Working data
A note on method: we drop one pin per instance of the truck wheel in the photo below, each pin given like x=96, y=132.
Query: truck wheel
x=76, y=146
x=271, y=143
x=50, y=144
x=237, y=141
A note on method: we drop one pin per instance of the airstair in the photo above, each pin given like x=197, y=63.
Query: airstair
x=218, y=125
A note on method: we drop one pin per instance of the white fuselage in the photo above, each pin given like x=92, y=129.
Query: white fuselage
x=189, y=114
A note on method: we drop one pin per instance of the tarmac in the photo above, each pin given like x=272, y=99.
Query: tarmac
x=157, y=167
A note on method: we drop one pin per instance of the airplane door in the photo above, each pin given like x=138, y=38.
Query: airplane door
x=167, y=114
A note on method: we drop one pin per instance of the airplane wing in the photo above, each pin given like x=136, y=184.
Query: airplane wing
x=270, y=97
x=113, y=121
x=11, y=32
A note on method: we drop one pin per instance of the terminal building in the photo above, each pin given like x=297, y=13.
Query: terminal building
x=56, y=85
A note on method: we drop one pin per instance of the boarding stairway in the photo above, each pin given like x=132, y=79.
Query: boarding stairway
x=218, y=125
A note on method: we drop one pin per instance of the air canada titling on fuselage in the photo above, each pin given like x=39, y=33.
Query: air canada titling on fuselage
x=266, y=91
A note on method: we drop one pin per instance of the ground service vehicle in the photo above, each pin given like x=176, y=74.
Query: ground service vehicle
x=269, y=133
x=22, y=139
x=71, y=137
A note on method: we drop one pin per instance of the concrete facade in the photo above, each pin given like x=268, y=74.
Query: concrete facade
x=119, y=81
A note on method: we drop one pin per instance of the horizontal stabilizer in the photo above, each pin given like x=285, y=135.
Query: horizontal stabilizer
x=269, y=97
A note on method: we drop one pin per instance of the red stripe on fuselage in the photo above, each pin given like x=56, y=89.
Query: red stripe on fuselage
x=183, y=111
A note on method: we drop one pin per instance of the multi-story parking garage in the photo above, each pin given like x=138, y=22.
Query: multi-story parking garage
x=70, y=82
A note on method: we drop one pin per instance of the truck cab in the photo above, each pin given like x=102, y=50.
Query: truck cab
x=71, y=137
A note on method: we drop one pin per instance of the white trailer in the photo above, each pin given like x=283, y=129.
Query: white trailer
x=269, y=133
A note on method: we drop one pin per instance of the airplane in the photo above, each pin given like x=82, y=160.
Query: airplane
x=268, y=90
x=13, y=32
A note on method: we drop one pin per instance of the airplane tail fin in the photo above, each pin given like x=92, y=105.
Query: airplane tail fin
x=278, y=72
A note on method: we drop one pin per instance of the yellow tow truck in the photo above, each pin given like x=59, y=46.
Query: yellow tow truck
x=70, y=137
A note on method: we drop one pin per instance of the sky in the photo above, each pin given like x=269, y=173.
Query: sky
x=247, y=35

Problem statement
In the listing above, find the line containing "like x=138, y=22."; that line and every line after it, through the last, are to be retyped exactly.

Exercise response
A note on method: we drop one pin per instance of the multi-story parking garage in the photo above, each pin given like x=138, y=22.
Query: multi-story parking garage
x=70, y=82
A note on method: we drop one pin per instance of the truck cab in the photo above, each pin given like x=102, y=50.
Query: truck cab
x=71, y=137
A note on method: we drop one pin per instance of the white trailer in the photo above, each pin given like x=283, y=129.
Query: white trailer
x=269, y=133
A note on method: we drop one pin per instance of the airplane in the photo above, each pin given like x=82, y=160.
Query: airplane
x=268, y=90
x=13, y=32
A note on method: we drop one pin per instance of the airplane tail fin in the photo above, each pin given like x=92, y=105.
Query: airplane tail fin
x=278, y=72
A note on method: we drop one pin per instance of the yellow tow truck in the photo above, each pin given like x=59, y=46.
Query: yellow tow truck
x=70, y=137
A note on method: we drop one pin per instance of the sky in the photo above, each pin given like x=269, y=173.
Query: sky
x=247, y=35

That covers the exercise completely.